• [AVAILABLE DATA]:
▼
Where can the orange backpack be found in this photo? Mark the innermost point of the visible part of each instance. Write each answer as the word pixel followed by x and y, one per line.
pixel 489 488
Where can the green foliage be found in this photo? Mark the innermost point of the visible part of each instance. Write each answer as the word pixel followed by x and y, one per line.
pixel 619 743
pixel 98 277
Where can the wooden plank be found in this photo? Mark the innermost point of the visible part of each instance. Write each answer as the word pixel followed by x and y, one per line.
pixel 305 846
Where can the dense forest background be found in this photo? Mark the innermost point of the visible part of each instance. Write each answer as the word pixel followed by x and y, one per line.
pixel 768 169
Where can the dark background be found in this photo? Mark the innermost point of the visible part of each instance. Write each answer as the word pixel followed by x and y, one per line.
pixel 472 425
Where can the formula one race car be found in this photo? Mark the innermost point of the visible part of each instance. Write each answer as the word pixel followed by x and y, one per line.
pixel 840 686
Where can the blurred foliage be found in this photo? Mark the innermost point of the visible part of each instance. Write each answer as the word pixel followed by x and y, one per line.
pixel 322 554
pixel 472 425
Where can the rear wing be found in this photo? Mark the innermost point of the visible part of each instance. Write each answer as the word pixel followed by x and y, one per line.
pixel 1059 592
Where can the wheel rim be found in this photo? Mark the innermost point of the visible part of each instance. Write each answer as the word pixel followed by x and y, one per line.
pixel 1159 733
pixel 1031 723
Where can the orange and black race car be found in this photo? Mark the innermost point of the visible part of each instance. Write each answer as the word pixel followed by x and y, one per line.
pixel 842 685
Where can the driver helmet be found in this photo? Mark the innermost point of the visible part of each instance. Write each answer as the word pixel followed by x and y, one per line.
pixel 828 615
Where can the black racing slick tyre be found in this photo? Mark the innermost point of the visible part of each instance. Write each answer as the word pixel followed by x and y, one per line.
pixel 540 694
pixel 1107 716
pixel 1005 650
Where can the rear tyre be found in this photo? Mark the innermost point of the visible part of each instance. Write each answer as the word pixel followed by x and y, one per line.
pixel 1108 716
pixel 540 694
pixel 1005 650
▲
• [REQUIRED ACTION]: Give the entries again, every one of them exactly.

• [RESPONSE BOX]:
Where can the orange backpack be found in this photo? Mark the innermost point of the visible part of each instance. Write each answer as the word pixel followed by x and y, one per line.
pixel 489 488
Where can the green foliage be found in this photo? Mark the innermost point of the visible part of each instance. Write each answer as the word pixel followed by x and y, one per line.
pixel 619 743
pixel 98 277
Where can the wooden plank be found in this photo? Mark the innermost point of the visible part of each instance. Write each answer as the word pixel followed by x and y, one per line.
pixel 305 846
Where can the dense forest background be found in this photo? Mark the innermost point of the visible part of each instance. Write each answer as the word pixel followed by x and y, one per line.
pixel 768 169
Where can the dark background be found in this photo? Mark the innermost point of the visible part of each instance. Write each answer as the word pixel followed by x and y, one per line.
pixel 472 425
Where can the formula one race car be found in this photo? Mark the innermost point of the visible part of each instance. Write each answer as the word pixel followed by x and y, one per line.
pixel 840 686
Where can the blurred foliage be found in this photo? Mark the innermost point of the visible part of each instance. Write each answer as the word pixel followed by x and y, one per line.
pixel 322 554
pixel 472 425
Where can the rear wing be found in this photo? Mark the innermost point of the visible part of each instance. Write each answer as the word pixel followed by x and y, one per line.
pixel 1059 592
Where can the wheel rim be found in this photo? Mark the innermost point of the visible part of each instance. Write each answer as the word pixel followed by x and y, one per line.
pixel 1159 733
pixel 1031 723
Where can the orange and black race car be found in this photo? Mark the innermost point of the visible part of each instance. Write each answer as the word pixel followed by x and y, one per line.
pixel 842 685
Where can the driver helmet be found in this photo? Mark the innermost point of the visible part of each instance. Write each answer as the word pixel followed by x and y, one per line.
pixel 828 615
Where can the black racing slick tyre be found in this photo? Mark the innermost point of the visible part of each instance. Write each answer as the word pixel followed by x and y, one per line.
pixel 540 694
pixel 1107 716
pixel 1005 650
Where can the rear tyre be found in this photo? Mark the innermost point of the visible part of each instance. Write each answer as the word pixel followed by x and y, one per line.
pixel 1108 716
pixel 540 694
pixel 1005 650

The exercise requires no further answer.